» PROBLEM TO SOLVE:
Output the entire passage on how a victim's age is proved in sexual offense cases, word for word and unchanged.

» TEXT SEGMENT:
= Beginning of Section =
In the case of HILARY NYONGESA =VS= REPUBLIC – ELDORET HCCRA NO. 123 OF 2009 Justice Mwilu (as she then was) held that age is such a critical aspect in Sexual Officers that it has to be conclusively proved.... since punishment (sentence) is determined by the age of the victim. In the case of MUSYOKI MWAKAVI =VS= REPUBLIC - MACHAKOS HCCRA NO.172 OF 2012Justice Mutende held that age of Complainant may also be proved by birth Certificate, the victim’s parents or guardian and observation or common sense. Also in the Ugandan case of FRANCIS OMURONI =VS= UGANDA CR. APPEAL NO. 2 OF 2000it was held as follows:-
“In defilement cases medical evidence is paramount in determining the age of the victim and the doctor is the only person who could professionally determine the age of the victim in the absence of any other evidence. Apart from medical evidence, age may also be proved by birth Certificate, the victim’s parents or guardian and by observation and common sense.”
= End of Section =
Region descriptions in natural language
= Beginning of Section =
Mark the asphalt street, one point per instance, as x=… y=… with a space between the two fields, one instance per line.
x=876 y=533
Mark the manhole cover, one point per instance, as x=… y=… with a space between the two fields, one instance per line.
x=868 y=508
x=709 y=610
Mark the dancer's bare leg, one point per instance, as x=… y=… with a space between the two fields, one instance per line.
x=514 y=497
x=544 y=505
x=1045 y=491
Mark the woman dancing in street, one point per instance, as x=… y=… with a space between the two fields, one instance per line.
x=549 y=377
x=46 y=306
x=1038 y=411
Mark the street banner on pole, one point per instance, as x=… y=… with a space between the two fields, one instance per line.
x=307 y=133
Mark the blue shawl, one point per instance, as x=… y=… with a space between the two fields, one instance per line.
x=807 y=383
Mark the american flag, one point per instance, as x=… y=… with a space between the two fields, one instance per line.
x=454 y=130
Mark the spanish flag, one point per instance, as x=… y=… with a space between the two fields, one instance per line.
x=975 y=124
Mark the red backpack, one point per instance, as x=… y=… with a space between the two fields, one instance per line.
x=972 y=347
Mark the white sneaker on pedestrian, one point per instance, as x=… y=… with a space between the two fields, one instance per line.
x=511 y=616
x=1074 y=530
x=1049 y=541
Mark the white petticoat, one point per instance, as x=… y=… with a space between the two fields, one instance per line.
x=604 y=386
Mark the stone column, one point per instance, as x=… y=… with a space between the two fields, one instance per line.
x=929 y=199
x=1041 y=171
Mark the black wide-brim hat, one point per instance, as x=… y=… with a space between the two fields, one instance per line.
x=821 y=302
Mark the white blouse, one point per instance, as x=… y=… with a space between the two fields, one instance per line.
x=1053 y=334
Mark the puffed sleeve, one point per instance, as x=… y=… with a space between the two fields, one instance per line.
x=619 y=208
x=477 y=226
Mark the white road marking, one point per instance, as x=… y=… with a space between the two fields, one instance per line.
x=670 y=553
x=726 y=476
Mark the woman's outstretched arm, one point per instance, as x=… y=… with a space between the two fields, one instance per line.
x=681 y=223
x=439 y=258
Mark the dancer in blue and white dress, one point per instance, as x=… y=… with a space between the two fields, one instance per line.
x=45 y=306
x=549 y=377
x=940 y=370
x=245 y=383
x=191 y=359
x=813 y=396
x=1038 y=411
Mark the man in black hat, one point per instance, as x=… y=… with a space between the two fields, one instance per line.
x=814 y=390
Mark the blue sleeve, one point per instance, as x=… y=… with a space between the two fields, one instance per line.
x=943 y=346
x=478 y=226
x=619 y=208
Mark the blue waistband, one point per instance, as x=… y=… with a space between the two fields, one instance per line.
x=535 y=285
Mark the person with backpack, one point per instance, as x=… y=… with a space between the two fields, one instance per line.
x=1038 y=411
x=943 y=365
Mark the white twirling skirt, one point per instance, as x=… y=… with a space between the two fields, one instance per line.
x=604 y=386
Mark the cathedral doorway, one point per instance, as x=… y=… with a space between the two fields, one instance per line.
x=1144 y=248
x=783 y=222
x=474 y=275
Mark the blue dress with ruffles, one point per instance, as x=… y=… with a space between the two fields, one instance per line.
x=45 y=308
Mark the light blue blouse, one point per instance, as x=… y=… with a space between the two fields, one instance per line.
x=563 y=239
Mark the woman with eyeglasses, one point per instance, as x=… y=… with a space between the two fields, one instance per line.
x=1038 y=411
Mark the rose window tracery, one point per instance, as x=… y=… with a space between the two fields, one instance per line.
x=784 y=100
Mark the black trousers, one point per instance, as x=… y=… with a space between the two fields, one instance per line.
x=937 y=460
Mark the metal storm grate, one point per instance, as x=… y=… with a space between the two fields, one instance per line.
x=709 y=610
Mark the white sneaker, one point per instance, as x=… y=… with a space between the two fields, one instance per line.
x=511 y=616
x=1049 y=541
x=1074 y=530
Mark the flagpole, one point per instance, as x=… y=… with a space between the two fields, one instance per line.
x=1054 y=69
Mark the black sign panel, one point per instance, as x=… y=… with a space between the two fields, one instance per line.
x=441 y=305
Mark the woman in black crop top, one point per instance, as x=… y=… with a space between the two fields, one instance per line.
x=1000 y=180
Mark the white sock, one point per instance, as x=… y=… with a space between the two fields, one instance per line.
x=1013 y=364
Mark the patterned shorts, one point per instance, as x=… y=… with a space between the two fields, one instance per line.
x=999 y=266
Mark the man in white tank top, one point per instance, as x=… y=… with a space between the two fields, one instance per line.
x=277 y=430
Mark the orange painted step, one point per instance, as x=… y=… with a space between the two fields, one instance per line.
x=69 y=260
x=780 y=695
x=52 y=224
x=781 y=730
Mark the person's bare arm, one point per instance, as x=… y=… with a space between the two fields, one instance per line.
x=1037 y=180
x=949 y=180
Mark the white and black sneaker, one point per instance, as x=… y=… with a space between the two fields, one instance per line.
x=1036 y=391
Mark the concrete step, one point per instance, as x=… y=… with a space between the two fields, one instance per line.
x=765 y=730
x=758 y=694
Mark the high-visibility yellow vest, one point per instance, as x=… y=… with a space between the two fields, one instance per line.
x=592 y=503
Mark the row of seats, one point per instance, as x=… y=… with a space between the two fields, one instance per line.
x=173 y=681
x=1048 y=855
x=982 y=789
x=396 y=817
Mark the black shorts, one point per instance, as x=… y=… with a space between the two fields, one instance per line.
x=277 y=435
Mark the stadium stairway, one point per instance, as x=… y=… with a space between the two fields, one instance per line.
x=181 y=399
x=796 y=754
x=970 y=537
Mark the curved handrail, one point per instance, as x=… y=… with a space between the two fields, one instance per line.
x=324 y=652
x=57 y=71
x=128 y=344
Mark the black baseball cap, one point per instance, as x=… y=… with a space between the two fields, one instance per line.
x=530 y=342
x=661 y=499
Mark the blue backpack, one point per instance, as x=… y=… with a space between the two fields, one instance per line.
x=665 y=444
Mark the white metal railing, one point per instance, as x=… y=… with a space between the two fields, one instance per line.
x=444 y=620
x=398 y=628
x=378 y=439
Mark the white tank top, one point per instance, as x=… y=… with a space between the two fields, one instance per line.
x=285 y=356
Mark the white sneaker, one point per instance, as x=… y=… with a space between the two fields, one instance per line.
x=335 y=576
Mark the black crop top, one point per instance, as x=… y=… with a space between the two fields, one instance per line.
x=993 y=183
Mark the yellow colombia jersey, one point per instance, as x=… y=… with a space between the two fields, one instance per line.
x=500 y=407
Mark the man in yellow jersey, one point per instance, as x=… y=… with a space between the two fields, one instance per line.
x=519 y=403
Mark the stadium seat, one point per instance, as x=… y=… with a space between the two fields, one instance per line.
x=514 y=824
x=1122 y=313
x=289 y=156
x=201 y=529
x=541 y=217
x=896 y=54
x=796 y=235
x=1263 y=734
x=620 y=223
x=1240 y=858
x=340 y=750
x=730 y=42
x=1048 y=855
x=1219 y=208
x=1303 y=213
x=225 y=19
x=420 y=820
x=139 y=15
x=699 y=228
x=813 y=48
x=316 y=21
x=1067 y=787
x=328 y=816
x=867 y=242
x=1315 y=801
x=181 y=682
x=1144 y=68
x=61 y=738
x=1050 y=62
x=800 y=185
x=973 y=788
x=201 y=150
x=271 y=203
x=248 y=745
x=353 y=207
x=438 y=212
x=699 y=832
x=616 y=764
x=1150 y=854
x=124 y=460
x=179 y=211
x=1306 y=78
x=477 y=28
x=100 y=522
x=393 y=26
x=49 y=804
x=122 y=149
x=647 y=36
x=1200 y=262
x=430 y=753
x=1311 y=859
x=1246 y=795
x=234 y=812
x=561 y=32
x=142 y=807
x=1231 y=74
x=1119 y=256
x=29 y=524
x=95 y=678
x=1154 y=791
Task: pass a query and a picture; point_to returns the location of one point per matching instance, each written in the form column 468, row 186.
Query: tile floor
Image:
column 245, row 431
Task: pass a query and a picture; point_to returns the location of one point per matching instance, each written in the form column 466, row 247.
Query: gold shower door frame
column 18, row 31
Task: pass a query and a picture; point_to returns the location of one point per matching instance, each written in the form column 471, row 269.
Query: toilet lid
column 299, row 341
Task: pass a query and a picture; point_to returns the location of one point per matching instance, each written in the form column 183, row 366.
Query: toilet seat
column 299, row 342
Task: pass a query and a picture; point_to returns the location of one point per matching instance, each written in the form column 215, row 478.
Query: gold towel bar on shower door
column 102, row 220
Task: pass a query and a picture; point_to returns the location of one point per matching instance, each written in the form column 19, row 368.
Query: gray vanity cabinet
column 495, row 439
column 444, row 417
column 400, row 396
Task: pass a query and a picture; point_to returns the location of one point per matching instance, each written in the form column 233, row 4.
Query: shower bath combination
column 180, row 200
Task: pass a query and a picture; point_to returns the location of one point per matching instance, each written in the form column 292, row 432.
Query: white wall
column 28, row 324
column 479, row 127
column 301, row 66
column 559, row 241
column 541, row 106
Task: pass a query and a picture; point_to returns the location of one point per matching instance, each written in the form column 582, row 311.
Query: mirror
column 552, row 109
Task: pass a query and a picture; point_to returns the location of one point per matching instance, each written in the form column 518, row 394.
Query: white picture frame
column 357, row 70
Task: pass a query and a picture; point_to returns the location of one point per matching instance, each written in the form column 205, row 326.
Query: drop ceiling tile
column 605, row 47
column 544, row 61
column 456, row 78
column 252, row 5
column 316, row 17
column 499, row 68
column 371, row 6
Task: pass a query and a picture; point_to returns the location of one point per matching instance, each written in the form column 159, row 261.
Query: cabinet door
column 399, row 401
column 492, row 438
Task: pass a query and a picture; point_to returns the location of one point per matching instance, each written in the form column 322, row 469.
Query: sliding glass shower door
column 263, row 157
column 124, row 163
= End of Section =
» YOUR RESPONSE:
In the case of HILARY NYONGESA =VS= REPUBLIC – ELDORET HCCRA NO. 123 OF 2009 Justice Mwilu (as she then was) held that age is such a critical aspect in Sexual Officers that it has to be conclusively proved.... since punishment (sentence) is determined by the age of the victim. In the case of MUSYOKI MWAKAVI =VS= REPUBLIC - MACHAKOS HCCRA NO.172 OF 2012Justice Mutende held that age of Complainant may also be proved by birth Certificate, the victim’s parents or guardian and observation or common sense. Also in the Ugandan case of FRANCIS OMURONI =VS= UGANDA CR. APPEAL NO. 2 OF 2000it was held as follows:-
“In defilement cases medical evidence is paramount in determining the age of the victim and the doctor is the only person who could professionally determine the age of the victim in the absence of any other evidence. Apart from medical evidence, age may also be proved by birth Certificate, the victim’s parents or guardian and by observation and common sense.”